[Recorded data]

'''

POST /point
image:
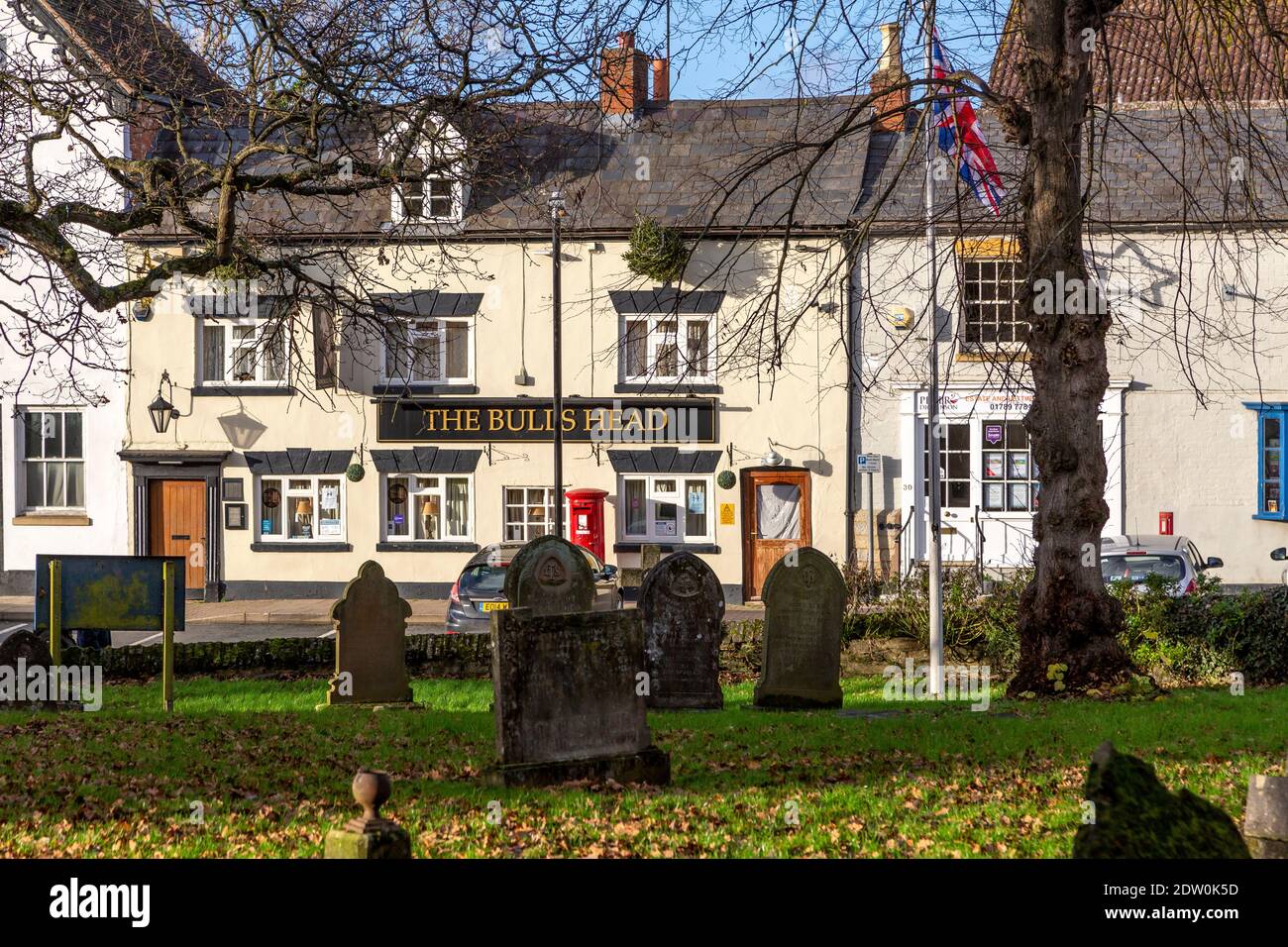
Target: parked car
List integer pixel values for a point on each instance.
(481, 587)
(1136, 558)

'''

◆ PROBLEM TO SOLVE: Recast every line of the data above as a Markdown table with the columns Row and Text, skipping blank lines and omitting any pictures.

◆ SOLUTION TO THE EXERCISE:
| Row | Text |
|---|---|
| 1 | POST /point |
| 2 | image: |
| 3 | Target: parked car |
| 4 | List integer pixel values for a point on each instance. |
| 5 | (481, 587) |
| 6 | (1136, 558) |